(PROVIDED DATA):
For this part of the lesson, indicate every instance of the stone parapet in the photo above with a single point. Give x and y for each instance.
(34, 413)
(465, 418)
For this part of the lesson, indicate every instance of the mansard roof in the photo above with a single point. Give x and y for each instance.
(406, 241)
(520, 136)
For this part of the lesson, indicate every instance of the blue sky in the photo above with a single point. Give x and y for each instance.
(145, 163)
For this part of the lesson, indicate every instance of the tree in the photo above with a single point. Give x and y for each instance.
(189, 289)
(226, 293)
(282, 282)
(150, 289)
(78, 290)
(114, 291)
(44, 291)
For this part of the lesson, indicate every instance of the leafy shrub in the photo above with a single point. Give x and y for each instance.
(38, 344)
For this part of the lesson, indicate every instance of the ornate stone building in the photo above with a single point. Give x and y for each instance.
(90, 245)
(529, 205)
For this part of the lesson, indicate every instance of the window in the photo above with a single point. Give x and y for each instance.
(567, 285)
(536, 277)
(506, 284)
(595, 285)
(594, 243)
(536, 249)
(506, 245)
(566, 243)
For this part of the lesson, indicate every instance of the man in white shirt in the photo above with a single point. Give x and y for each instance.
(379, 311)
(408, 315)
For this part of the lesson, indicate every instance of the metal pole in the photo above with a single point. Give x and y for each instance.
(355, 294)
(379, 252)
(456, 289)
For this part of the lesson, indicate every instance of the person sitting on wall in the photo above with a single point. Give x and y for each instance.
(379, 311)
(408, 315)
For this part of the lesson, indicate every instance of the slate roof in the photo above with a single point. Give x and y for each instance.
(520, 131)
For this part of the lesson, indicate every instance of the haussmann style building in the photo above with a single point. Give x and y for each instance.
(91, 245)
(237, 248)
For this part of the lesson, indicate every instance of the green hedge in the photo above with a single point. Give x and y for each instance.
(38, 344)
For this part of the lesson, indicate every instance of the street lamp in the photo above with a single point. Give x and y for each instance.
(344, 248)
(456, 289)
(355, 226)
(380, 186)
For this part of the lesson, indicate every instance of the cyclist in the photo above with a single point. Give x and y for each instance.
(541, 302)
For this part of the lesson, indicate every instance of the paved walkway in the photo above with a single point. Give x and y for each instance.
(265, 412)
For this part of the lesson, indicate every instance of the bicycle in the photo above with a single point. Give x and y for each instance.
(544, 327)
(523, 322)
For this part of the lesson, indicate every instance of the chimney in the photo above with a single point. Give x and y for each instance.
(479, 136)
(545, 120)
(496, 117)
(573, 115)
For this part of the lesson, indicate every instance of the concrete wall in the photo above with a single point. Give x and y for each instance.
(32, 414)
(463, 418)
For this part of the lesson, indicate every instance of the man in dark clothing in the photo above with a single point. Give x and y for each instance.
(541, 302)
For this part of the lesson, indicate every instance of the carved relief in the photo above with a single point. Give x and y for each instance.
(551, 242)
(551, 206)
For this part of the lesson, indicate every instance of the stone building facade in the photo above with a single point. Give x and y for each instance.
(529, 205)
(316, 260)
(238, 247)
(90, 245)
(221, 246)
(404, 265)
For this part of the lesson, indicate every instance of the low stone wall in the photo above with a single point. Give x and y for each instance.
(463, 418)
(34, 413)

(WORK TO BE COMPLETED): Convert all the entries above into a JSON list of strings, one string per line, with blank lines omitted.

(OUTPUT OF THE TASK):
[
  "For this part of the lesson, indicate every instance of the stone parapet in the photo above with a single point. Give x and y for each instance.",
  "(34, 413)",
  "(465, 418)",
  "For this part of the lesson, indicate every instance of the mansard roof in the photo above with a single point. Give x and y for each instance.",
  "(406, 241)",
  "(520, 136)",
  "For this part of the lesson, indicate every instance of the blue sky in the photo above with a single point. Give x and y for each instance.",
  "(145, 163)",
  "For this part of the lesson, indicate every instance of the tree in the photo above with a single point. Give x and y for each instance.",
  "(189, 289)",
  "(226, 293)",
  "(282, 282)",
  "(150, 289)",
  "(78, 290)",
  "(114, 291)",
  "(44, 291)",
  "For this part of the lesson, indicate every instance of the leafy shrub in the photo above with a single point. Give x and y for each instance.",
  "(38, 344)",
  "For this part of the lesson, indicate every instance of the ornate stone building in the photo above with a single point. Give x and y for each instance.",
  "(90, 245)",
  "(529, 205)",
  "For this part of the lesson, indicate every instance of the window in the photo above with a single point. Give x and y for each instance.",
  "(567, 285)",
  "(536, 277)",
  "(506, 284)",
  "(595, 285)",
  "(594, 243)",
  "(536, 249)",
  "(506, 245)",
  "(566, 243)",
  "For this part of the lesson, indicate every instance of the man in white shirt in the photo above with a single point. Give x and y for each instance.",
  "(379, 311)",
  "(408, 315)",
  "For this part of the lesson, indicate every instance of the metal pole in the photo above with a single point. Give x and y for each instance.",
  "(355, 294)",
  "(379, 252)",
  "(456, 289)",
  "For this part of the lesson, indicate every instance of the person sitting on wall in the photo above with a single point. Give x and y for each instance.",
  "(379, 311)",
  "(408, 315)",
  "For this part of the lesson, indicate every instance of the slate roof in the photo above with a single point. Give x and y for each instance.",
  "(520, 131)",
  "For this part of the lesson, indicate every instance of the haussmann style building in the photo above with a single point. Give x and y for each instance.",
  "(91, 245)",
  "(237, 248)",
  "For this part of the lesson, indicate every instance of the green hedge in the photo above with a single point. Give x and y for each instance.",
  "(38, 344)",
  "For this part of the lesson, indicate every instance of the street lamp in the photo above with a single point. Give x and y for each instance.",
  "(344, 248)",
  "(456, 289)",
  "(355, 226)",
  "(380, 186)",
  "For this part of the lesson, indicate every instance of the cyclist in the photo above with a single point. Give x and y for each instance.",
  "(541, 302)",
  "For this part of the lesson, indicate every instance of the paved walkway in the photo above with a single point. Give x and y for each instance.",
  "(265, 412)",
  "For this part of the lesson, indicate every instance of the bicycle in the photo above with a single point. Give x and y for each instance.",
  "(544, 327)",
  "(523, 322)",
  "For this part of the lesson, indicate every instance of the chimney in the photo above with a single point. Give x and y for each instance.",
  "(479, 136)",
  "(545, 120)",
  "(496, 117)",
  "(573, 115)",
  "For this part of the lesson, indicate every instance of the concrete wall in the photo above with a single point. Give x and y for each instance.",
  "(32, 414)",
  "(463, 418)",
  "For this part of the lesson, indicate every instance of the man in dark clothing in the photo above with a single point. Give x and y for each instance.",
  "(541, 302)",
  "For this part of the lesson, indicate every instance of the carved relief in the photo above with a single point. Give x and y for each instance.",
  "(551, 242)",
  "(551, 206)",
  "For this part of the lesson, indicate every instance of the stone building facade in the photo above with a single point. Give x and y for each instance.",
  "(529, 205)",
  "(316, 260)",
  "(238, 247)",
  "(90, 245)",
  "(221, 246)",
  "(404, 265)",
  "For this part of the lesson, indicate every instance of the low stone wall in the photo above with a single point. Give x and y for each instance.",
  "(463, 418)",
  "(34, 413)"
]